## WORK ITEM
Starting at the line that contains "# mark the white", write out every line through the end of the records exactly as it stands, and leave out all pictures.

Items from a data source
————

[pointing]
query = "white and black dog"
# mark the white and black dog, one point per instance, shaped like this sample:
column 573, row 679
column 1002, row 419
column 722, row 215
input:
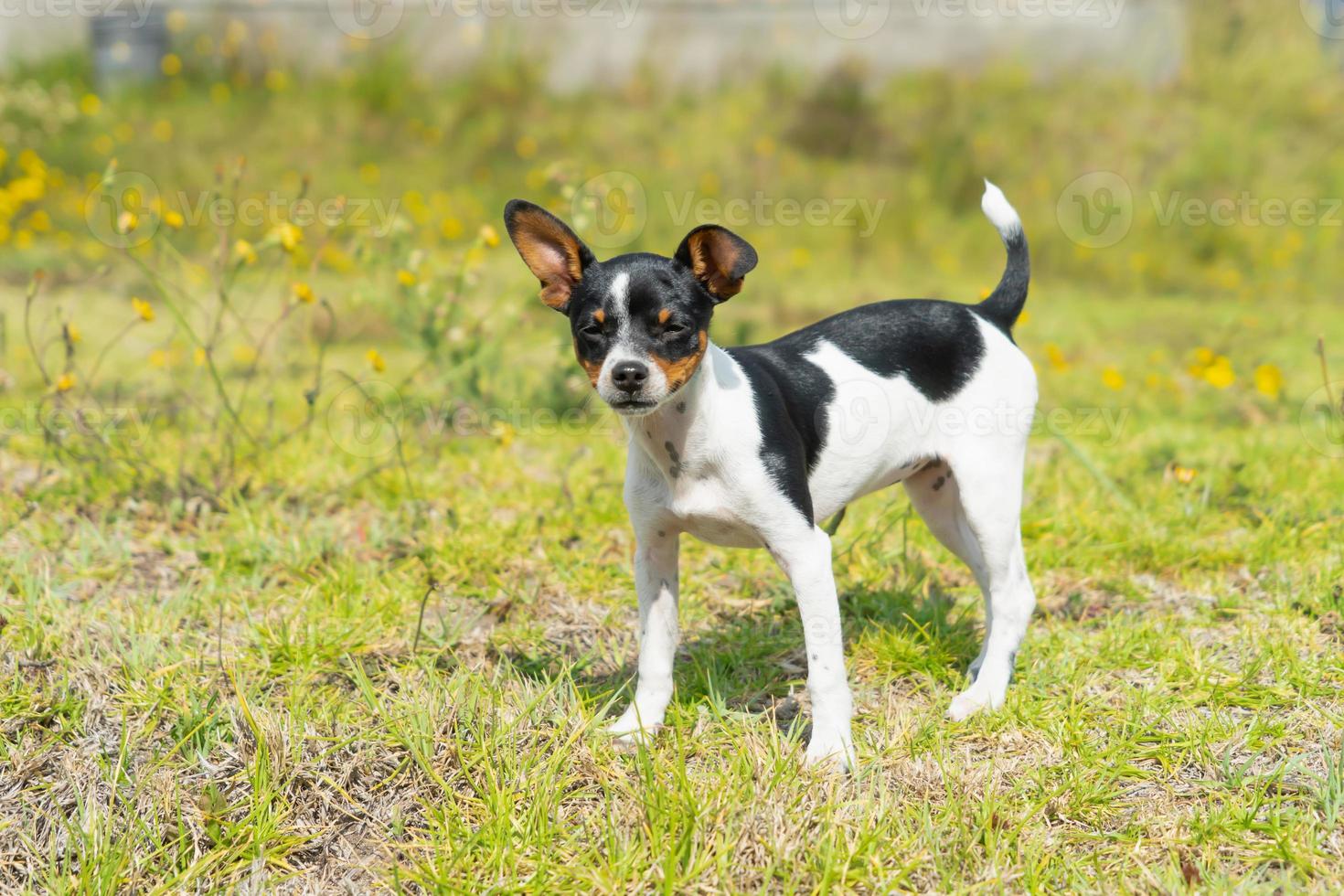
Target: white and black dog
column 754, row 446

————

## FINAL ANSWER
# mark the white and black dog, one point per instance, shaped like this sample:
column 573, row 679
column 1002, row 419
column 722, row 215
input:
Target: white and black dog
column 754, row 446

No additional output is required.